(INSTRUCTIONS TO FOLLOW): Locate each line in the listing below that contains the word "wall". Copy every such line.

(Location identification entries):
━━━━━━━━━━━━━━━━━━━━

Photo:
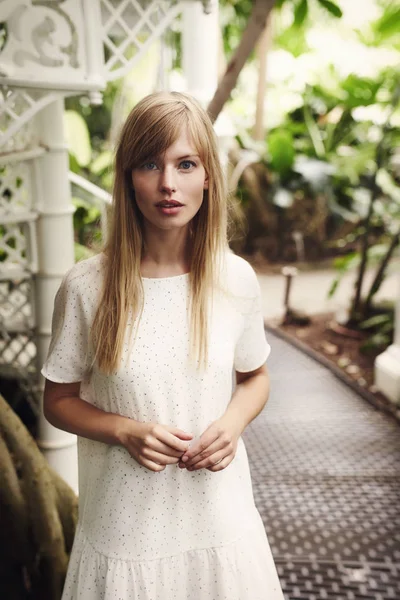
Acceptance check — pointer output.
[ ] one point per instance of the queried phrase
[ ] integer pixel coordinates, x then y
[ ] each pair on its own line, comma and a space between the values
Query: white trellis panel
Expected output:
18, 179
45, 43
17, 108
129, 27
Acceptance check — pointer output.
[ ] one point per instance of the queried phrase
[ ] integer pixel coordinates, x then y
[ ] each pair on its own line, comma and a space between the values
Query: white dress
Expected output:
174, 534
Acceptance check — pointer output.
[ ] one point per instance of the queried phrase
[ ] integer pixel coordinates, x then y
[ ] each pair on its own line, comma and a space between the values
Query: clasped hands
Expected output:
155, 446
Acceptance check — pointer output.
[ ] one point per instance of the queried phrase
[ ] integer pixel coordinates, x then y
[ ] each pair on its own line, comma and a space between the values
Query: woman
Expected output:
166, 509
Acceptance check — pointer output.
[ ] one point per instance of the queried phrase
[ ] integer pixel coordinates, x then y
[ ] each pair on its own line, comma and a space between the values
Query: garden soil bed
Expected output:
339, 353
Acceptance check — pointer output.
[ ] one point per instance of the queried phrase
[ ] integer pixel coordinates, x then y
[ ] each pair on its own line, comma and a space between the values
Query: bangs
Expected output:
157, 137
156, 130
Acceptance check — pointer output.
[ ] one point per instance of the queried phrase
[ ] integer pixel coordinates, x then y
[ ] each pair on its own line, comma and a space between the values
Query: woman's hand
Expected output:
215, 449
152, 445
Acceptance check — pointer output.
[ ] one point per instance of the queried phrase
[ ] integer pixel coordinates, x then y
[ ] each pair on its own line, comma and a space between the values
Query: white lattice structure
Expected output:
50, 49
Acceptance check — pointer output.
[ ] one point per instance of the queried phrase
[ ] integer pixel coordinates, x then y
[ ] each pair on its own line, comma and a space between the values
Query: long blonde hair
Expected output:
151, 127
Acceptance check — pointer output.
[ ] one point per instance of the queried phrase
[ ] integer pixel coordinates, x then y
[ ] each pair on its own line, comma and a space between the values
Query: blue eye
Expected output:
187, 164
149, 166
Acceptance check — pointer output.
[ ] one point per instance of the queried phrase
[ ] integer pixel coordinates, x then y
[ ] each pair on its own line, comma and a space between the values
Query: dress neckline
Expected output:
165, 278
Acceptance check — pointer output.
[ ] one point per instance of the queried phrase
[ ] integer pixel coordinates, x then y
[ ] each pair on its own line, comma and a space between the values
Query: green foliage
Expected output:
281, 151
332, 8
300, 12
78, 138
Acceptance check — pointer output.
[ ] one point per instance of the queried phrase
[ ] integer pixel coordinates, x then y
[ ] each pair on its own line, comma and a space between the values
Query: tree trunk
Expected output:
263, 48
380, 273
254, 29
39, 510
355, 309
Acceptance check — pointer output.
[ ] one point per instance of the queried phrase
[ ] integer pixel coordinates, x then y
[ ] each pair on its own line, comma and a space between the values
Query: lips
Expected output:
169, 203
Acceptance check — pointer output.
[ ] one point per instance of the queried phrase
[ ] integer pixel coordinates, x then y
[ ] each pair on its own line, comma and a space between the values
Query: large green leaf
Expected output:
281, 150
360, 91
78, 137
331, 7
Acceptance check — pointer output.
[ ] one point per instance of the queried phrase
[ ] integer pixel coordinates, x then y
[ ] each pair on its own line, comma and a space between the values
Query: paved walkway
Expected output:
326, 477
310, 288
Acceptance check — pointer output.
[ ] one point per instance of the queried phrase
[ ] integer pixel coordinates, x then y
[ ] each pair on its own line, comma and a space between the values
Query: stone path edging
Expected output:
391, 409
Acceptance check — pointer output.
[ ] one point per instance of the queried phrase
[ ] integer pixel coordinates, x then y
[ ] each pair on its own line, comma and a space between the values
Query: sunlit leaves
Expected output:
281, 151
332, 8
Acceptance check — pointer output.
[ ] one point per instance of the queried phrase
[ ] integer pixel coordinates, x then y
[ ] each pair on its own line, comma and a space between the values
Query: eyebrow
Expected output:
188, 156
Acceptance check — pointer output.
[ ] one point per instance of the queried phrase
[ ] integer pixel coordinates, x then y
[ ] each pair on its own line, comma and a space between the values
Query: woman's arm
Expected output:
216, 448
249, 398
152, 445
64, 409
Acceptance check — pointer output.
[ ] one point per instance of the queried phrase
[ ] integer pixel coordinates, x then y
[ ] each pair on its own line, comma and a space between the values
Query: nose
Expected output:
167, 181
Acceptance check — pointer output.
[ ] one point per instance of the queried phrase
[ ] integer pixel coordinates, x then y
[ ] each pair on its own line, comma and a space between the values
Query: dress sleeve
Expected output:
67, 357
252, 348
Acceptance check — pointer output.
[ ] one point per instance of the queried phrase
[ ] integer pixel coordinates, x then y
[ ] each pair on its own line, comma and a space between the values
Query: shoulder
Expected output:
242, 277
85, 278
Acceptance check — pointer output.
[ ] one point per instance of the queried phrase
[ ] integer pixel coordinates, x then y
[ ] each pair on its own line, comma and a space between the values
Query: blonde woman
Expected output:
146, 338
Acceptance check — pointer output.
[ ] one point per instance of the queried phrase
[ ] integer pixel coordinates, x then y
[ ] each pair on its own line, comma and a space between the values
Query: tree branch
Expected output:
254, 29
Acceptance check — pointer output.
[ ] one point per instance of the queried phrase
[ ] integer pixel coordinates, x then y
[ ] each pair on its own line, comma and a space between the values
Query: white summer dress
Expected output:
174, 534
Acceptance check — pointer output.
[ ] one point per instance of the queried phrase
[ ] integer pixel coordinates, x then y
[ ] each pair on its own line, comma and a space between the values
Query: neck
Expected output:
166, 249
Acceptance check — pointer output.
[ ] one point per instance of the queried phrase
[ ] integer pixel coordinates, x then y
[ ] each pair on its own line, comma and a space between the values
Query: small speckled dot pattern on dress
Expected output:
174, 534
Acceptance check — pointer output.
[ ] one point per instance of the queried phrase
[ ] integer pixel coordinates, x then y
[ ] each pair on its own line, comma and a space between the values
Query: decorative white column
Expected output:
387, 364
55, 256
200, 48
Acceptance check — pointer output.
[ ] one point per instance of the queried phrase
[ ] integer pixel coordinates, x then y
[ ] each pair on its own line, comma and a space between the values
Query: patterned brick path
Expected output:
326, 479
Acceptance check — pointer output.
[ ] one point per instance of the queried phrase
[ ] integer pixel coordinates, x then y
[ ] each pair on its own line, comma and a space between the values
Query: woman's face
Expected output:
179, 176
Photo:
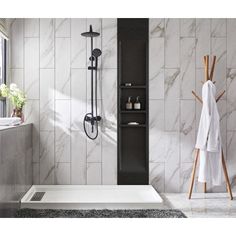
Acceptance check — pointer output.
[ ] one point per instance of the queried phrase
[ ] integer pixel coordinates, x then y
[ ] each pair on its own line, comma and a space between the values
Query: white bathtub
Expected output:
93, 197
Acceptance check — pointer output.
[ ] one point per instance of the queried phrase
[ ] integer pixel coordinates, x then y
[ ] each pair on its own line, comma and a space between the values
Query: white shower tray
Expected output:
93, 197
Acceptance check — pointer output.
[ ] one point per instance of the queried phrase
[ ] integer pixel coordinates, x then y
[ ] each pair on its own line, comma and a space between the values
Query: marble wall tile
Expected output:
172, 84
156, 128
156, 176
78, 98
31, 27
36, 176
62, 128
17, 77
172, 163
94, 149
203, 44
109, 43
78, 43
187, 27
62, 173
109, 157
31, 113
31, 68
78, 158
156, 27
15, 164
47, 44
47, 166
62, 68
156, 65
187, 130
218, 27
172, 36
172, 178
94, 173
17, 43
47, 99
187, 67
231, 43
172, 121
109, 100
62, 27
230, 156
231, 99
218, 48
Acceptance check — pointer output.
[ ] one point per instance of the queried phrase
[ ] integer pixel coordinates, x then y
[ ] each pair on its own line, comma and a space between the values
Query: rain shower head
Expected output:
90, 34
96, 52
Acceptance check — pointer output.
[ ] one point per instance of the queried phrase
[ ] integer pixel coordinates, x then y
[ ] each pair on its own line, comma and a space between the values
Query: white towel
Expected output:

━━━━━━━━━━━━━━━━━━━━

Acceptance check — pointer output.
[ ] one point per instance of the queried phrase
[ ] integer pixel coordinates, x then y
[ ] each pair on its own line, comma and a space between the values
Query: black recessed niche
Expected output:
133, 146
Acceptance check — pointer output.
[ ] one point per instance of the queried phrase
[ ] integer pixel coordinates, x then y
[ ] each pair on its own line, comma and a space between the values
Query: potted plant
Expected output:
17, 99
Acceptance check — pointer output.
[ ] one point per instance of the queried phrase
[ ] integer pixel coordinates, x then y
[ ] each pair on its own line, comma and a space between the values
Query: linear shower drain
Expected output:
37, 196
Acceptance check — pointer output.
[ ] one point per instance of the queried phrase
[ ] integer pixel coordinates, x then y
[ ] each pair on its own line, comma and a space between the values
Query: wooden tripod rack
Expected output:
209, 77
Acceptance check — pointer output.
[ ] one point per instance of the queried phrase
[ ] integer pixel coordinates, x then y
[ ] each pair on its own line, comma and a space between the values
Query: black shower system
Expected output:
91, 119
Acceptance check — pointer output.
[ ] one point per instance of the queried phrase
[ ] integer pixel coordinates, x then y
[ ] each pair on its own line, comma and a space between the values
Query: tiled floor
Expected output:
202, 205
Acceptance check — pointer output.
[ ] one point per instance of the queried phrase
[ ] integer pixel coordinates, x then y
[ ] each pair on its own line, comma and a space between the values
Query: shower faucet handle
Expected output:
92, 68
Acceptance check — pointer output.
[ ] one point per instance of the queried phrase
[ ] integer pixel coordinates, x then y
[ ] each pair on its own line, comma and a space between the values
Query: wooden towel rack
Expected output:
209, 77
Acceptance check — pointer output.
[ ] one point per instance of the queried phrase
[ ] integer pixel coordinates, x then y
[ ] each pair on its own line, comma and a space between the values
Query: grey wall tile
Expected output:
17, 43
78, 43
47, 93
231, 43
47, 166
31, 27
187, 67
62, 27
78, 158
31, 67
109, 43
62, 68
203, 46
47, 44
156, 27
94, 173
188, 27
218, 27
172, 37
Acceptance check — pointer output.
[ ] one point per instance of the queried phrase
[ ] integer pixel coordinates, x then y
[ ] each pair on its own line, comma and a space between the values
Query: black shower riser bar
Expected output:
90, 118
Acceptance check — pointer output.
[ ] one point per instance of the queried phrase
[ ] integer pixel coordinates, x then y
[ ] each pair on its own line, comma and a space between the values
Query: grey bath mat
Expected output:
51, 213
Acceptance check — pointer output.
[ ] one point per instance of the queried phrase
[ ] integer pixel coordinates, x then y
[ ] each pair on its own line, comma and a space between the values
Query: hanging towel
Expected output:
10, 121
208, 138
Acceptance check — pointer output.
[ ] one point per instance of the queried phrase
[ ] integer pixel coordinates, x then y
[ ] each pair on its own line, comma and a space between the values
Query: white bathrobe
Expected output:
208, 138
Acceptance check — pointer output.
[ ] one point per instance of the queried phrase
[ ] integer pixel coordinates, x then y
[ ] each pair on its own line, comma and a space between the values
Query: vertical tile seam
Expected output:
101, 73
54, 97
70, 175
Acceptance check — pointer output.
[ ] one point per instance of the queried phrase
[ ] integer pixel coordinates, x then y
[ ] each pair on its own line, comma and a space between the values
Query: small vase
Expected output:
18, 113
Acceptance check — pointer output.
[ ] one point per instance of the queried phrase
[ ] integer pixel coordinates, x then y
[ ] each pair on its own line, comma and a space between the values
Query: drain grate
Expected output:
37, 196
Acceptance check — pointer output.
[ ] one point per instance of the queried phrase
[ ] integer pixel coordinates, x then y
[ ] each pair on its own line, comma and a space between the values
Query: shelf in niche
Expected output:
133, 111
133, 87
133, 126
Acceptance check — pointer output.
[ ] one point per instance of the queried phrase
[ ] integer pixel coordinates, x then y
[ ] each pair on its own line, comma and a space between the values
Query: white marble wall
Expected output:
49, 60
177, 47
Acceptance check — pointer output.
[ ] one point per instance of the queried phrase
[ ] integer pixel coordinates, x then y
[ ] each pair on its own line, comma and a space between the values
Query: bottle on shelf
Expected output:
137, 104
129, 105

━━━━━━━━━━━━━━━━━━━━

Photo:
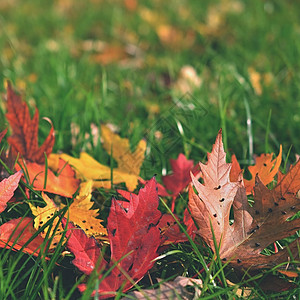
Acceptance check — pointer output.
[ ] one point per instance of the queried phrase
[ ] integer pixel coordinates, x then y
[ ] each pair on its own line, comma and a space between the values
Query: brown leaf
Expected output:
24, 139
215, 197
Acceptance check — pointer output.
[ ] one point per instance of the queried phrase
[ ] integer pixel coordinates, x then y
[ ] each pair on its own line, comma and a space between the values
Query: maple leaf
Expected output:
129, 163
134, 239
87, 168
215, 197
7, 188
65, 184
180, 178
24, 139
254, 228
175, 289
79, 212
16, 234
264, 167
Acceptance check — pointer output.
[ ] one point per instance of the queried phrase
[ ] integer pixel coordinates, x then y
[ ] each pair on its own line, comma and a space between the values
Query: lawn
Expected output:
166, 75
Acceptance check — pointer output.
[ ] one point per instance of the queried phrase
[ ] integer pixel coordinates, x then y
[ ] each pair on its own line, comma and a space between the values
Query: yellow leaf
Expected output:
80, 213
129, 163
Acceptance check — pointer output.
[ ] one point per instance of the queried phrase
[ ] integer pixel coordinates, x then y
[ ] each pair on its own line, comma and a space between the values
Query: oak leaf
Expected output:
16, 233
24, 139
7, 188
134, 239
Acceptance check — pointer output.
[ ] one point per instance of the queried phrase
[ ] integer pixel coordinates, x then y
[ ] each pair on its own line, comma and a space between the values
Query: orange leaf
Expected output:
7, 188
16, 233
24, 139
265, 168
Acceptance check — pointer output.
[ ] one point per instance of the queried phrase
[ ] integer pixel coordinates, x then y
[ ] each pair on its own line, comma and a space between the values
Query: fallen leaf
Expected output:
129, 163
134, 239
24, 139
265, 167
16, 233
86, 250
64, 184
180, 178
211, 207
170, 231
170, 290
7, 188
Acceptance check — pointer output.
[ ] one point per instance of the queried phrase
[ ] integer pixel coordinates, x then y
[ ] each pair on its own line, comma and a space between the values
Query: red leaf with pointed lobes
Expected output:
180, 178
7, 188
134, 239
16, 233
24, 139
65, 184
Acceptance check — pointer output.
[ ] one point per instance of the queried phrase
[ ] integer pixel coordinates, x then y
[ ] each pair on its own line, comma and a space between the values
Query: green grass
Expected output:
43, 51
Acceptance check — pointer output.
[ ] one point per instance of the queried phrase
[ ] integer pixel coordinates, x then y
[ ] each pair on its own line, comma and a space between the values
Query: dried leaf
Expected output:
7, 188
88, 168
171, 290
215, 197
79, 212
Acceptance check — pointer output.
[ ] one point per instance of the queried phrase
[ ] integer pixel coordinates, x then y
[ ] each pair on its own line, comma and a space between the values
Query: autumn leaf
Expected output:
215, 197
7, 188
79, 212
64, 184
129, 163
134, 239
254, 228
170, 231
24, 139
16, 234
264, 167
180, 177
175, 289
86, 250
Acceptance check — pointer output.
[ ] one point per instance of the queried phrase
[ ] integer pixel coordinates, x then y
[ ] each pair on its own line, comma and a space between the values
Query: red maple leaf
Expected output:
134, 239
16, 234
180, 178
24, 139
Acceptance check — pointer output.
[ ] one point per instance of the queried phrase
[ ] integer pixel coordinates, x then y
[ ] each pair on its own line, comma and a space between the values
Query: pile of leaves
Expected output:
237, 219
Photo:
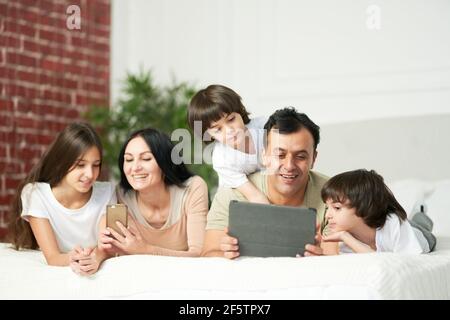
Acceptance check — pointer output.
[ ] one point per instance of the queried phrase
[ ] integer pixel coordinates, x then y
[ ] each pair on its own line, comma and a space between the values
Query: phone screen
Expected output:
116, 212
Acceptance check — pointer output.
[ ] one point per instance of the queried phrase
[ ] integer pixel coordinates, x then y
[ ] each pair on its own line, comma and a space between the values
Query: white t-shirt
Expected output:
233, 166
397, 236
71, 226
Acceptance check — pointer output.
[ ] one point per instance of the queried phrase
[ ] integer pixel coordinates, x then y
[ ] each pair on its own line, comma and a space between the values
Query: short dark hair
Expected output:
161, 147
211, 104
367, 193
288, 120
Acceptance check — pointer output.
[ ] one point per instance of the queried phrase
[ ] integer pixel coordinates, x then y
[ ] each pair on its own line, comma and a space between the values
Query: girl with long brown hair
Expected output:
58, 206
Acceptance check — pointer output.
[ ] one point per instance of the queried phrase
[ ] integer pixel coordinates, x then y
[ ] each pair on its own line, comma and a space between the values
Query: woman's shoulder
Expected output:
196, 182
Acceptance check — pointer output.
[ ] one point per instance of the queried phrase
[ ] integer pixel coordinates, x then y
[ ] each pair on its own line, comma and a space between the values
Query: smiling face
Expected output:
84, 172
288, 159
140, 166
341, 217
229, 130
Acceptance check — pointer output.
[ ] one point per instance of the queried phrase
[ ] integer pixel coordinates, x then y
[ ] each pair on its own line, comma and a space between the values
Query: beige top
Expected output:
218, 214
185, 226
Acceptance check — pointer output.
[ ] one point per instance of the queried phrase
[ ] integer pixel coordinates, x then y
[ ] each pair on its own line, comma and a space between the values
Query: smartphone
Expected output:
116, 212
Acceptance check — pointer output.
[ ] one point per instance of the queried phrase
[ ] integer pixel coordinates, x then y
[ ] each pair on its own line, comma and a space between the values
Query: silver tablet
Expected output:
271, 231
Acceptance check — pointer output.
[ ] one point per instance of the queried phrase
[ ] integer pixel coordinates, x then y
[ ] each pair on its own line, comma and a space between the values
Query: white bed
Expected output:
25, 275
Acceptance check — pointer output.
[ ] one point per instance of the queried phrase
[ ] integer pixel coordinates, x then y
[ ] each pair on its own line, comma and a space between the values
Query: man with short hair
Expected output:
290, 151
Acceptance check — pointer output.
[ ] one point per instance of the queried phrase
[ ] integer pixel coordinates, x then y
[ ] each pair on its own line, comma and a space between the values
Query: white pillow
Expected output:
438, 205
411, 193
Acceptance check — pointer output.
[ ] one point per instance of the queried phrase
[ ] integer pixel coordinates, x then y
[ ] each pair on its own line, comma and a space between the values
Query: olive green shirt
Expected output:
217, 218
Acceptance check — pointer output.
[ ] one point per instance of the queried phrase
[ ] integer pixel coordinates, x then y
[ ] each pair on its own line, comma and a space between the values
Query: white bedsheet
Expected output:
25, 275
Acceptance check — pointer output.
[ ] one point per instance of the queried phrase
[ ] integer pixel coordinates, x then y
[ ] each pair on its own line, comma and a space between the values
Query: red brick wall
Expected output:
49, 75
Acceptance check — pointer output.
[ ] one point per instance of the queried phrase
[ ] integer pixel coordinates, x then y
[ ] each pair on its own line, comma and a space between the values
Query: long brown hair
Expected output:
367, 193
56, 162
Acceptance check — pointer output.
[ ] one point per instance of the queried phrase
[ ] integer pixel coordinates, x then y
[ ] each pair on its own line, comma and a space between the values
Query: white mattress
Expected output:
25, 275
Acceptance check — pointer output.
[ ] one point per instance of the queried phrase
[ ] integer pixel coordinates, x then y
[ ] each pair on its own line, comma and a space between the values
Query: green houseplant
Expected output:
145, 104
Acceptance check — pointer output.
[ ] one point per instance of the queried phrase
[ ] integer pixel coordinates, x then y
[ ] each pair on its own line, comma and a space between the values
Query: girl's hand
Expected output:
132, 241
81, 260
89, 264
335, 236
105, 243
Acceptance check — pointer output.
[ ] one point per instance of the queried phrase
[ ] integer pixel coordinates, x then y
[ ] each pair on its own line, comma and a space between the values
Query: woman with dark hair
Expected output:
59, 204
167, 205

━━━━━━━━━━━━━━━━━━━━

(TASK RESPONSE):
Query: marble wall tile
Query: grey wall tile
Query: white marble wall
Query: red brick wall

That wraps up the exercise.